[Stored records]
* * * * *

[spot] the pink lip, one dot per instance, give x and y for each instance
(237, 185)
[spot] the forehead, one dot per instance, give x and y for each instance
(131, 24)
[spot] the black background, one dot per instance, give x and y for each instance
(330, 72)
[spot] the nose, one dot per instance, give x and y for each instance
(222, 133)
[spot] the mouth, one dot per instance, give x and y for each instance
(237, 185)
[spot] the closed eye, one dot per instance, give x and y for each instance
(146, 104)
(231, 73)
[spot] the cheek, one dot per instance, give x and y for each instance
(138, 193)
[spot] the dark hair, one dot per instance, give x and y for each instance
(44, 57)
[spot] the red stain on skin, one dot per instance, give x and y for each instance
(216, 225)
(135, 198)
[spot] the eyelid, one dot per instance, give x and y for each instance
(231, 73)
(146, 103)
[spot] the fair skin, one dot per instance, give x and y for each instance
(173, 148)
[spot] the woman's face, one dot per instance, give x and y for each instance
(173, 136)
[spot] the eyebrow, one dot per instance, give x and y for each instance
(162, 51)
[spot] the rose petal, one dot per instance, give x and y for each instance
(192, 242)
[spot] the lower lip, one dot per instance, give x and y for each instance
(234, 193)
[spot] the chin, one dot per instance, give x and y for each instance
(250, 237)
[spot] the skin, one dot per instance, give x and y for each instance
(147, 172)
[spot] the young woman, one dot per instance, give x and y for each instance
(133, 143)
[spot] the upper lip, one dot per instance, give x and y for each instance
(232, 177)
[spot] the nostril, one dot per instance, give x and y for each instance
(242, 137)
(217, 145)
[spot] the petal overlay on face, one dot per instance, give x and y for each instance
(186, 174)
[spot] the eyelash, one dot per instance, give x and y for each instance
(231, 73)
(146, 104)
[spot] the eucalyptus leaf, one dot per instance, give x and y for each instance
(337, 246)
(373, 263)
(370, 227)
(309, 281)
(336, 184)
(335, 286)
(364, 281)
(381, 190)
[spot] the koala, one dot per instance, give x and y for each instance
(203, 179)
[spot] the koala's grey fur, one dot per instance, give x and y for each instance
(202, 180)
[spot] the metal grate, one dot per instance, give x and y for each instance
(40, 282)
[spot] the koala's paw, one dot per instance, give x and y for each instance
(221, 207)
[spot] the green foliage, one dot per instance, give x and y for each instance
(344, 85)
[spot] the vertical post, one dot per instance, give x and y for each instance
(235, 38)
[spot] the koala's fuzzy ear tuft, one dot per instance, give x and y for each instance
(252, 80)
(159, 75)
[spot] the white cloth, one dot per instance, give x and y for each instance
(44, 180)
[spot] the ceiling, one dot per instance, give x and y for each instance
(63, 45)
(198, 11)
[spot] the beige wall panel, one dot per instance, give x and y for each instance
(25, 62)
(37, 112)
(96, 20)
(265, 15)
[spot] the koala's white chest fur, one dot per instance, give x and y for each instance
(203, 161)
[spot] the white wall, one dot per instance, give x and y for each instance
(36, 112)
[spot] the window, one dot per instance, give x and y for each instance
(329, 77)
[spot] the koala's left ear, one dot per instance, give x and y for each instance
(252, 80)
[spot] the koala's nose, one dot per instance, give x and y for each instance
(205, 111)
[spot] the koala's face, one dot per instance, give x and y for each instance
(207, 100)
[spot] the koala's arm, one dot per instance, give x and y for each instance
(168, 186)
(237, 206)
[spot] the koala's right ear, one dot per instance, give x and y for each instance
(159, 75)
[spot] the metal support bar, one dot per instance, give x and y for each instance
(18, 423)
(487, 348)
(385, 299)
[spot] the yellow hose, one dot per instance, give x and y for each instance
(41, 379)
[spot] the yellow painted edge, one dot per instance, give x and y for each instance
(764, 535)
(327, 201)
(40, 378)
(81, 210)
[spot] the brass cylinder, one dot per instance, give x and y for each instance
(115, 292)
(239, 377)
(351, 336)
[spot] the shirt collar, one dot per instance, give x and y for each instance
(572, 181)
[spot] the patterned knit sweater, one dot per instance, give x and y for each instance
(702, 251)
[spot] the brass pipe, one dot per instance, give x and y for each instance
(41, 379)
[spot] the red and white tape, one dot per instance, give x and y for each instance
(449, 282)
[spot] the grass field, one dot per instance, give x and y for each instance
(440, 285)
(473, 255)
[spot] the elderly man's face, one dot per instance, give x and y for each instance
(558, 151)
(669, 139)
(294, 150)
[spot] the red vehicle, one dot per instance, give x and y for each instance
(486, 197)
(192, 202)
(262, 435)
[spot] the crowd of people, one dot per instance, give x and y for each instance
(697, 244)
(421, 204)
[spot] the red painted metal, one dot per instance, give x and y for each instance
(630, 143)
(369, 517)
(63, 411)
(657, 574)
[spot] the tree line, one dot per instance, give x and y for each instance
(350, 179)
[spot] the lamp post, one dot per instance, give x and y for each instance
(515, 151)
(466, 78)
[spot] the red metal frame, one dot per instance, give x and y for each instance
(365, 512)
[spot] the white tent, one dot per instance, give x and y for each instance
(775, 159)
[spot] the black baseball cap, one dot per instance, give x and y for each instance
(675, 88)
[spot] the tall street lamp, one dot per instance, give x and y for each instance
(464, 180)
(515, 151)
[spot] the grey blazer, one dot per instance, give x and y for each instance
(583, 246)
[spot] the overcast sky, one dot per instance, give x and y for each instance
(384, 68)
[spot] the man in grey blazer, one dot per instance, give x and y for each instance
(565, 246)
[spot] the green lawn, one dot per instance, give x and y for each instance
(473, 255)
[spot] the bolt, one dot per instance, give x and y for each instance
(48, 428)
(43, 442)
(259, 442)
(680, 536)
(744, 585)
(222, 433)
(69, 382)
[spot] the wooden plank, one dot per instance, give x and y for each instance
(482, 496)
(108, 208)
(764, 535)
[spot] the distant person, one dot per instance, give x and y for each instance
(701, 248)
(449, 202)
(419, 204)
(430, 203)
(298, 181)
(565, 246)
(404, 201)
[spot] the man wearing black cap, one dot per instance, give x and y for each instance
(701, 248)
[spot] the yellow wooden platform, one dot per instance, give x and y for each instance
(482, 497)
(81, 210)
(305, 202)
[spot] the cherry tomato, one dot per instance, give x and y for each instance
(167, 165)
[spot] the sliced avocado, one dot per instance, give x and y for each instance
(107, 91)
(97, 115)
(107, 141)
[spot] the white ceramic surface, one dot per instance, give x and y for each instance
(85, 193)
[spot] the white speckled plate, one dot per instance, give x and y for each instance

* * * * *

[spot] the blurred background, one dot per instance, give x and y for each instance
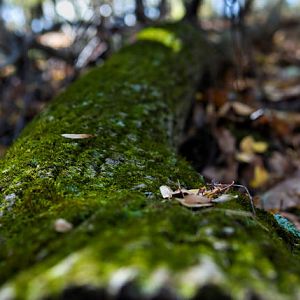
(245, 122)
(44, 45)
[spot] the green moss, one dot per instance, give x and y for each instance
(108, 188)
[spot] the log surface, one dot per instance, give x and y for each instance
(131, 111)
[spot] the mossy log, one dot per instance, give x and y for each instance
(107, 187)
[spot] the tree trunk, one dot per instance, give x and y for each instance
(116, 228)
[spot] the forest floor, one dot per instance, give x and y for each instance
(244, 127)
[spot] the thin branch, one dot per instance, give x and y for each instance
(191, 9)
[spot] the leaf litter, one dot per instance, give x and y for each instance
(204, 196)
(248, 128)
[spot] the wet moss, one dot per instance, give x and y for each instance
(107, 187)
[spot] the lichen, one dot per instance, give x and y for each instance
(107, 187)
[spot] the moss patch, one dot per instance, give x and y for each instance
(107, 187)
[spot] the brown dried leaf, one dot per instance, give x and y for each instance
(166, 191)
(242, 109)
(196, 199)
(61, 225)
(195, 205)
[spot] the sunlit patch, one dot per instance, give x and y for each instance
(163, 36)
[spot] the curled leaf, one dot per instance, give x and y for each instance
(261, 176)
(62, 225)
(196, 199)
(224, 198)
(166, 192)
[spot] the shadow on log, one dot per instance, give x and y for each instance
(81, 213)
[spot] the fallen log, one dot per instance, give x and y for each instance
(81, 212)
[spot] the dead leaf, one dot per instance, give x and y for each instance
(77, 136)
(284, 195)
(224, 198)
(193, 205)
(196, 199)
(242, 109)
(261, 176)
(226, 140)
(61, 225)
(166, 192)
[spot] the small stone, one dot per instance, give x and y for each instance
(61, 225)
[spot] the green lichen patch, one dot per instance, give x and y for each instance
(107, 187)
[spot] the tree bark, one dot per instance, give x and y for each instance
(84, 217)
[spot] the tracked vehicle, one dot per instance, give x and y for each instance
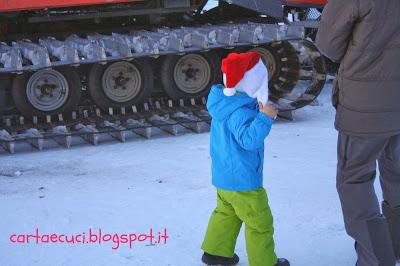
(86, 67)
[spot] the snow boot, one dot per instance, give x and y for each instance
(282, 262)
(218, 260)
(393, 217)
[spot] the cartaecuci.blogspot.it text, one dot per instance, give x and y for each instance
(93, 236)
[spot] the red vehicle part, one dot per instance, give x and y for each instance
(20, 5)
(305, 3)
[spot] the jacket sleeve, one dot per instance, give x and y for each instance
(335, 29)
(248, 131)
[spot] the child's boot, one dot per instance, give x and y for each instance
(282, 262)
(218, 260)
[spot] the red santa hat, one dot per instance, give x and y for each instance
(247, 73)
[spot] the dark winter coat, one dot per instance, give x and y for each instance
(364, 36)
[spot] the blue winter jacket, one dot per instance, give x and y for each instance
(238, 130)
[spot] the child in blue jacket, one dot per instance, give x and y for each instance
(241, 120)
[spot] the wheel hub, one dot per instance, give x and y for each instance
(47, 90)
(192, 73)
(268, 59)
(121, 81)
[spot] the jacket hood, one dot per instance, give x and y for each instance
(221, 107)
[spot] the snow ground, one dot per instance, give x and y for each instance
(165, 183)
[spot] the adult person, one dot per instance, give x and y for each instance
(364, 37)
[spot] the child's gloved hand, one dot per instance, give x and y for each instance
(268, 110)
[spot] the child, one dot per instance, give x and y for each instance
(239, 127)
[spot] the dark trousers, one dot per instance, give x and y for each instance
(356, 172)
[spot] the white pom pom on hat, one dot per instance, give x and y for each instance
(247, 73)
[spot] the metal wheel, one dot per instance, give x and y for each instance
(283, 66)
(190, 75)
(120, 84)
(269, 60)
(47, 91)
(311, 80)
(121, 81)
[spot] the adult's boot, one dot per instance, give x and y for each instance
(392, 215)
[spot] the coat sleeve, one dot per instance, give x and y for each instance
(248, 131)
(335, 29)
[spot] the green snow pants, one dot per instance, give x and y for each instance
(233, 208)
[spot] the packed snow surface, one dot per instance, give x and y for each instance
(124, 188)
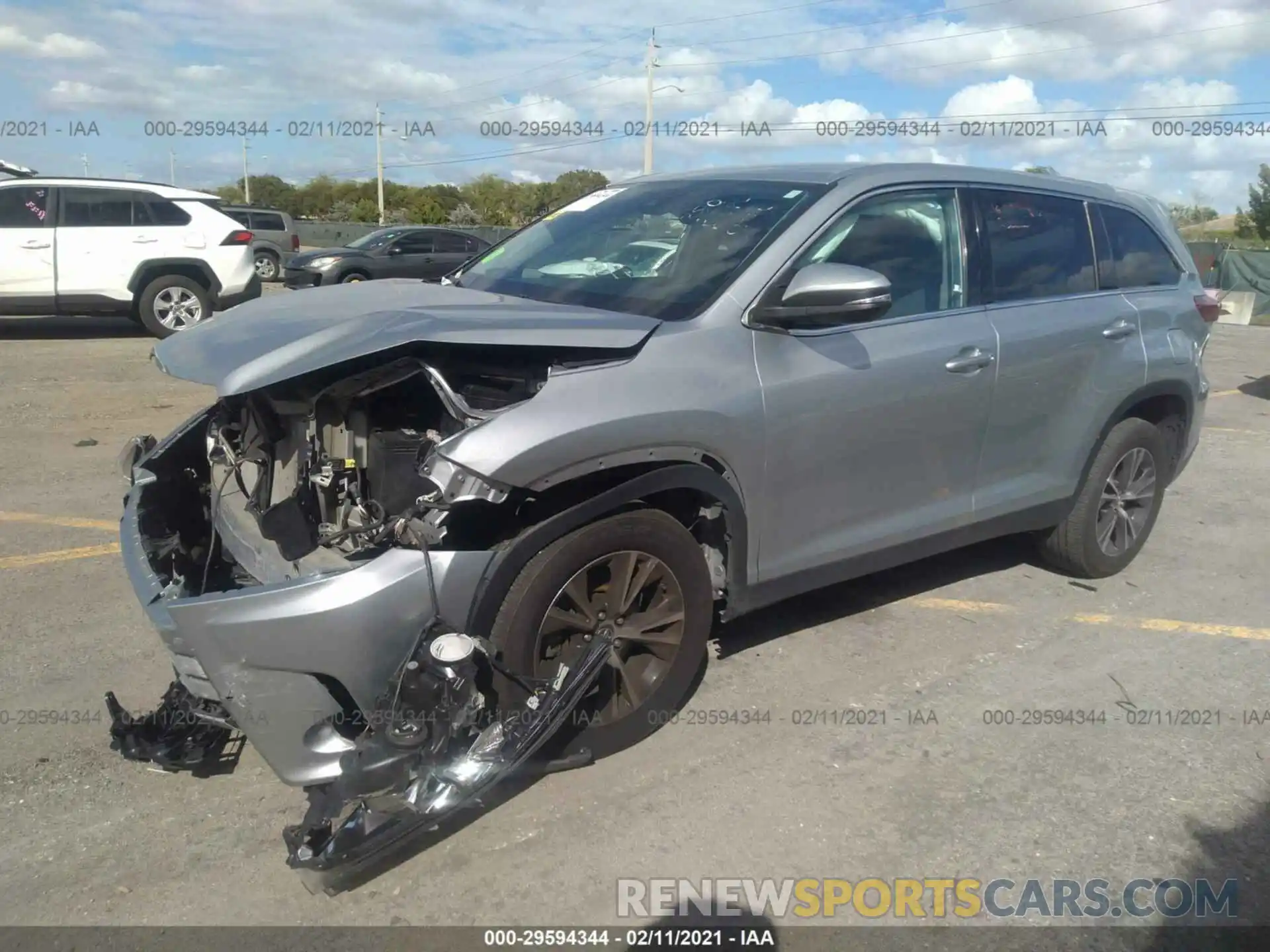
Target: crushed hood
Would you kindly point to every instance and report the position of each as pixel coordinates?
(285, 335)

* * * * *

◆ AIM OF THE TASK
Please output exactly the lines between the one holding "[spot] the yellow wooden" and the one holding "[spot] the white speckled" in the records above, inclusive, and nothing more.

◆ COMPLETED TASK
[spot] the yellow wooden platform, one dot per instance, give x and y for each instance
(482, 497)
(81, 210)
(305, 202)
[spot] the cherry tomato, one dot per instance, give x and y for each instance
(167, 165)
[spot] the sliced avocado, one dot per instance, give x and y for each instance
(107, 91)
(97, 115)
(107, 141)
[spot] the white ceramic surface, one dot per instance, give x and y for each instance
(85, 193)
[spot] the white speckled plate, one dot per instance, give x and y for each instance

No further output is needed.